Stored items =
───
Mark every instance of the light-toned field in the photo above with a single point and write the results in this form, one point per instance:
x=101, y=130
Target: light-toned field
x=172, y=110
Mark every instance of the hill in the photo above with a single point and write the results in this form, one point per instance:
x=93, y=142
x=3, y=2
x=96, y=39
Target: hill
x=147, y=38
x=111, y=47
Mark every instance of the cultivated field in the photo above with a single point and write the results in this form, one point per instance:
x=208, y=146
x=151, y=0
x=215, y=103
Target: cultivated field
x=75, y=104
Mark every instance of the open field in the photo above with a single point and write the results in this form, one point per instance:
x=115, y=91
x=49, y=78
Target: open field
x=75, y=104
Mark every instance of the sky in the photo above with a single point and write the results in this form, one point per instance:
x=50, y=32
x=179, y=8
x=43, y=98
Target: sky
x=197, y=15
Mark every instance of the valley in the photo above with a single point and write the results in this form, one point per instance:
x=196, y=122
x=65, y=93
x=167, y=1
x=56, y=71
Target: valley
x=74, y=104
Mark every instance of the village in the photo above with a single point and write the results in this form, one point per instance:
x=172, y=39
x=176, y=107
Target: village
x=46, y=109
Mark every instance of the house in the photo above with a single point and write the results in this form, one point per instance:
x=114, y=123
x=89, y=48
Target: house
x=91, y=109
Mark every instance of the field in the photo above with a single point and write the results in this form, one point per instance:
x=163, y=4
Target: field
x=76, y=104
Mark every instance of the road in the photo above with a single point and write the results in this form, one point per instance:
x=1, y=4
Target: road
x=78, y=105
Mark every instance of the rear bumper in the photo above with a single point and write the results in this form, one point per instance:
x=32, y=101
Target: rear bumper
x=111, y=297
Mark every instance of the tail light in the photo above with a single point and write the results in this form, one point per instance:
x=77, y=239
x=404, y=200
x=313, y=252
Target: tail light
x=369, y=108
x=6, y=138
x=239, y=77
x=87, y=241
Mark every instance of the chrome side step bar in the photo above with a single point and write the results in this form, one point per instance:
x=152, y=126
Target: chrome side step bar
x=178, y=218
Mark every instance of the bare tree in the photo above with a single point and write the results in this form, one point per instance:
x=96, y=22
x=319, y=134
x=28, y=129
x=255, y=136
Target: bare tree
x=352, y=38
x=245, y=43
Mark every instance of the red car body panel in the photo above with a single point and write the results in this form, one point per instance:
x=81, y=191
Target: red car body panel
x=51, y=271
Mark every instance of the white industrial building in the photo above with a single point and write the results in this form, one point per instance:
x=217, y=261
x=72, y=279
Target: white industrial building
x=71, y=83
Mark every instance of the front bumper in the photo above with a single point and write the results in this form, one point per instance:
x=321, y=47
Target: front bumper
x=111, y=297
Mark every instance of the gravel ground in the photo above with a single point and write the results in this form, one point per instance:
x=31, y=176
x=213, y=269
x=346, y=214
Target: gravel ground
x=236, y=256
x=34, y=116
───
PROBLEM DESCRIPTION = Exactly and exclusively, repeat the lines from the line that contains "Target: bare tree" through the end of the records, both ends included.

FINAL ANSWER =
Target: bare tree
x=352, y=38
x=245, y=43
Mark every instance of the red car body panel in the photo above with a single point and write the results in this form, one point per instance:
x=81, y=191
Target: red car body panel
x=51, y=271
Mark every instance of the white industrial building in the photo above with a single point and write the results in this form, one point per instance:
x=217, y=261
x=72, y=279
Target: white industrial building
x=71, y=83
Mark every instance of the front bumper in the photo above with a single point and write the results in this form, one point per instance:
x=321, y=47
Target: front bumper
x=111, y=297
Mark every instance of the gravel ground in the photo above with a single point and write the results in this form, one point per instance:
x=31, y=176
x=213, y=269
x=346, y=214
Target: gravel ground
x=236, y=256
x=34, y=116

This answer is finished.